Kampusch kämpft gegen Hass im Netz
Natascha Kampusch (31) hat ein Buch über Hass im Internet geschrieben. Mit der „Presse“sprach das ehemalige Entführungsopfer über mediale Präsenz, Anfeindungen und Zukunftspläne. Interview.
Natascha Kampusch hat ein Buch über Hass im Internet geschrieben. Mit der „Presse“sprach das ehemalige Entführungsopfer über Anfeindungen und Zukunftspläne.
Die Presse: Sie waren und sind Opfer von Hass im Netz. Nun haben Sie ein Buch über dieses Thema geschrieben. Was war Ihr Leitmotiv? Natascha Kampusch: Ich möchte anderen einen Leitfaden mitgeben, wie sie sich bei Diskriminierung im Internet verhalten können. Ich möchte auch älteren Menschen die Augen öffnen, in welcher Welt ihre Kinder und Enkel momentan leben.
Sie schreiben für Opfer und für Außenstehende . . . Auch für Täter. Und auch für ehemalige Täter. Wäre nicht schlecht, wenn sie ein bisschen hineinlesen.
Sie werden nach wie vor angefeindet. Vielfach im Internet. Was wird Ihnen eigentlich zum Vorwurf gemacht? Mein Selbstbewusstsein und meine mediale Präsenz. Die Leute würden sich wünschen, dass ich mich zurückziehe. Wie erklären Sie sich, dass man Ihnen Ihr Selbstbewusstsein zum Vorwurf macht? Manche Menschen haben eben kein eigenes Selbstbewusstsein. Diese Leute finden es angemessener, wenn über bestimmte Dinge nicht mehr gesprochen wird. Andere wiederum meinen, dass man Frauen quälen und misshandeln soll, oder dass Frauen in der Gesellschaft nichts zu sagen haben und unterdrückt gehören. Diese wollen dann natürlich nicht, dass sich jemand so frei äußert.
Wie wehren Sie diese Anfeindungen ab? Am besten ist es, das Ganze gar nicht zu lesen. Wenn etwas Gravierendes vorfällt, sollte man schauen, aus welcher Ecke das kommt, und das Ganze dokumentieren. So mache ich das auch. Manches kommt gar nicht an mich heran. Das lösen schon meine Anwälte oder Medienberater.
Es kommt auch vor, dass Sie Strafanzeige erstatten? Ja, natürlich.
Mit Erfolg? Es gab Leute, die mich gestalkt haben. Denen wurde aufgetragen, dass sie damit aufhören müssen oder dass sie meine Mutter nicht weiter kontaktieren dürfen.

----------

## Aufgabenstellung
Schreiben Sie das Interview mit Natascha Kampusch über Hass im Netz im Anschluss an den letzten Satz weiter.

## Gespeicherte Einträge
----------

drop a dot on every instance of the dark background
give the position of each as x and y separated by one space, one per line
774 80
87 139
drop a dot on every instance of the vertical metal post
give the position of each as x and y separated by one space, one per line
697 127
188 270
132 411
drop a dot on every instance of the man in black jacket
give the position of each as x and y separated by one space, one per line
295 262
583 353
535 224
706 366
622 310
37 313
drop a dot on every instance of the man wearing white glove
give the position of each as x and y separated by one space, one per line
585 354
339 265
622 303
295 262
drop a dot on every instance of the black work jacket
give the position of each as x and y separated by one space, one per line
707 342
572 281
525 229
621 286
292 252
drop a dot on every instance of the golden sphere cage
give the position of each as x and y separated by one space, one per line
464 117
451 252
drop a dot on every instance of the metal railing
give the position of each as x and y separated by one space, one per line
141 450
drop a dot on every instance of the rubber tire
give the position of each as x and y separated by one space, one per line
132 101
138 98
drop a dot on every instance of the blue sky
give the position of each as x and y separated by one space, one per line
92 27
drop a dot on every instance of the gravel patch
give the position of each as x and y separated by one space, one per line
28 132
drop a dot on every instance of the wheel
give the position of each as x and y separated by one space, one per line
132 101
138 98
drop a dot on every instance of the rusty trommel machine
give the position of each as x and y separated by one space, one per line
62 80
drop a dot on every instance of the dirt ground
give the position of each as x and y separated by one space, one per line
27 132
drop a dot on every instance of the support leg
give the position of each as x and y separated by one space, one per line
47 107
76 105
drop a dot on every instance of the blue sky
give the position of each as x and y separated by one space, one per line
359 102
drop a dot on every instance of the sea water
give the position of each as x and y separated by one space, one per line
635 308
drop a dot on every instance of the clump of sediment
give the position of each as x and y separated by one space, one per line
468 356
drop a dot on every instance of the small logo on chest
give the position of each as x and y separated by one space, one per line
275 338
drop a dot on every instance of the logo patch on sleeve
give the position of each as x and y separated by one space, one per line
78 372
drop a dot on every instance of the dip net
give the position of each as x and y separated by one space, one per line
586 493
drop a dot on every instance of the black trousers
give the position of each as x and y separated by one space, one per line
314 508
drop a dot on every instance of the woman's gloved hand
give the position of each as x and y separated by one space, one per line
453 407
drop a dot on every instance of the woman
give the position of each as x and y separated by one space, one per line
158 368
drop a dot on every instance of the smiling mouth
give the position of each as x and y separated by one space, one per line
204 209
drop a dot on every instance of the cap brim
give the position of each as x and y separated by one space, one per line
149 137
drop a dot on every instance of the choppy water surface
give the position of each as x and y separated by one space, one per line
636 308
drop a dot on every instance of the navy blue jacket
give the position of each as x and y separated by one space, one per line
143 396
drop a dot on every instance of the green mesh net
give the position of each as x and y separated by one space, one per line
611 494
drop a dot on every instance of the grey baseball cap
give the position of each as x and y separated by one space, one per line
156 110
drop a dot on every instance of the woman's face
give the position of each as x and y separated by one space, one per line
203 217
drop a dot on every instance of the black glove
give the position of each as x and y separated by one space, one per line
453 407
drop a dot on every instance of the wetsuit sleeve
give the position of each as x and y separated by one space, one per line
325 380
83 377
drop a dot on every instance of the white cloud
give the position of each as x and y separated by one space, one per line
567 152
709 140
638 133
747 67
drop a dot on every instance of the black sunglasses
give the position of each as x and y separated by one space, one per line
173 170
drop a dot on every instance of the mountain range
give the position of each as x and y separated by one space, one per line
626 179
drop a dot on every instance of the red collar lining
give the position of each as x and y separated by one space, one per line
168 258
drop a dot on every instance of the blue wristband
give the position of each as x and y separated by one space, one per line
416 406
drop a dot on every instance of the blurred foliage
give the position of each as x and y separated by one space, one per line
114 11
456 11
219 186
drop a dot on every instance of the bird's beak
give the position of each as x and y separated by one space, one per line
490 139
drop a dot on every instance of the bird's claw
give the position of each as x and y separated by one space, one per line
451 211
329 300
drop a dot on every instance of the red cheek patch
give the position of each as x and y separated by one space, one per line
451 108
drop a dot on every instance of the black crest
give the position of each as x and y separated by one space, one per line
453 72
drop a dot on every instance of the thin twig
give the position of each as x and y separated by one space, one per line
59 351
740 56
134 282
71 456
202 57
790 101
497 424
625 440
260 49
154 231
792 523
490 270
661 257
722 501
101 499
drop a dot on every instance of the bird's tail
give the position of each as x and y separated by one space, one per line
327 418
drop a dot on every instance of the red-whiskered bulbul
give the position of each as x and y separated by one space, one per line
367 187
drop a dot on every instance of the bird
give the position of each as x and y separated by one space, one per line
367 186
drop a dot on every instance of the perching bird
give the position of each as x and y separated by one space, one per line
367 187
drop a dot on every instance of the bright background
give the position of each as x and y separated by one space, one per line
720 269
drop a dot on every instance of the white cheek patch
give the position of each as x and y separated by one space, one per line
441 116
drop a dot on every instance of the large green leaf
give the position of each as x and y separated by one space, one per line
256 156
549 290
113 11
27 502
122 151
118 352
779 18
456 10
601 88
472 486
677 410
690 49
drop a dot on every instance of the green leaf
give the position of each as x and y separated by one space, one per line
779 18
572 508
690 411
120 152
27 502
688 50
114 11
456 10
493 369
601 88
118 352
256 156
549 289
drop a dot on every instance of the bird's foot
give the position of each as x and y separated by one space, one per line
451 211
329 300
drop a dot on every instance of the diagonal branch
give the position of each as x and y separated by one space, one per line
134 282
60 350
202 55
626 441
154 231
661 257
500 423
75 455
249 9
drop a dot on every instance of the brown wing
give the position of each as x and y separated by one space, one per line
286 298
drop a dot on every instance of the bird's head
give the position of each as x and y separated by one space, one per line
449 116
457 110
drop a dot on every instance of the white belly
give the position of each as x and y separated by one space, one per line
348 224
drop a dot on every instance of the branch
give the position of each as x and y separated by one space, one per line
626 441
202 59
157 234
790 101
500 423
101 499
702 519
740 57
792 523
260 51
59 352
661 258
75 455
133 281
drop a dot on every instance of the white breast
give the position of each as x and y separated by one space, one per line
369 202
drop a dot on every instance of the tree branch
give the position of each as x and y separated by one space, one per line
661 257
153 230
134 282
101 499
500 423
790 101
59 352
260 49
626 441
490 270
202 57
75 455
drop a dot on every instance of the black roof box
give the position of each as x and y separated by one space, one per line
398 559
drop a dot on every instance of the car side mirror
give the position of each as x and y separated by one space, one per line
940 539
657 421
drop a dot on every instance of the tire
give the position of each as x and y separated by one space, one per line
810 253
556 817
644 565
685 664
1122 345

----------

## Ergebnis der Aufgabe
Sie wünschen sich, dass Menschen im Netz respektvoller miteinander umgehen. Braucht es nicht auch Verbote? Doch. Man sollte Plattformen wie Facebook oder Twitter dazu verpflichten, Hasspostings zu streichen. Wenn jemand dazu aufgefordert wird, sterben zu gehen oder sich vergewaltigen zu lassen, muss das von vornherein gesperrt werden. Laut neuem EuGH-Urteil können Gerichte den Internetplattformen auftragen, rechtswidrige Postings zu löschen. Das freut mich. Es geht ja in diesen Fällen nicht um die freie Meinungsäußerung. Diese besteht weiter. Es geht um rechtswidrige Dinge. Es ist notwendig, diese zu löschen. Wenn jemand im echten Leben etwas Kriminelles macht, wird er auch eingesperrt. So gesehen sollte man diese Kommentare auch einsperren. Oder eben löschen. Eigentlich ist das dann die Todesstrafe für Kommentare.
Sie schreiben in Ihrem Buch: „Politiker, Beamte, Juristen, Journalisten sowie andere Meinungsmacher wissen, wie sie die Massen manipulieren, um ihre Interessen durchzusetzen.“Sie haben offenbar keine hohe Meinung von diesen Berufsgruppen. Wenn Sie sehen, was vom Boulevard-Journalismus alles publiziert wird, oder von Pseudoaufdeckern im Internet – hier werden die Leute durch Meinungsmache in eine bestimmte Richtung gedrängt. Und es gibt auch immer Fälle, in denen sich Journalisten von Politikern einkaufen lassen.
Apropos Politik. Sie kritisieren auch Parteien. Zitat aus dem Buch: „Wenn die ÖVP das Thema Cybermobbing tatsächlich dafür missbraucht haben sollte, um Sebastian Kurz erneut zum Kanzler zu machen, wäre das wirklich beschämend und letztklassig.“Welches Cybermobbing meinen Sie? Es ist doch eine Art Manipulation im Wahlkampf passiert . . .
Offensichtlich gab es ein Eindringen ins System der Partei. Wenn etwas vorgetäuscht worden sein sollte, ist das abzulehnen, das wäre eine Art Betrug. Wenn . . . Ich stelle ja nur die Frage.
Wann schreiben Sie Ihr nächstes Buch? Ich bin Autorin, und ich verrate Ihnen etwas: Ich habe mein nächstes Buch schon zum Teil geschrieben. Ich habe nur dieses Buch vorgezogen, weil es mir passend schien. Aber das nächste Buch wird auch gut.
Wovon handelt es? Das verrate ich nicht.
Schließen Sie aus, dass es in Ihrem Entführungsfall doch noch neue Erkenntnisse geben könnte? Ich nehme es nicht an. Warum sollte ich auch? Ich weiß jedenfalls nichts Neues. Und ich denke auch nicht daran.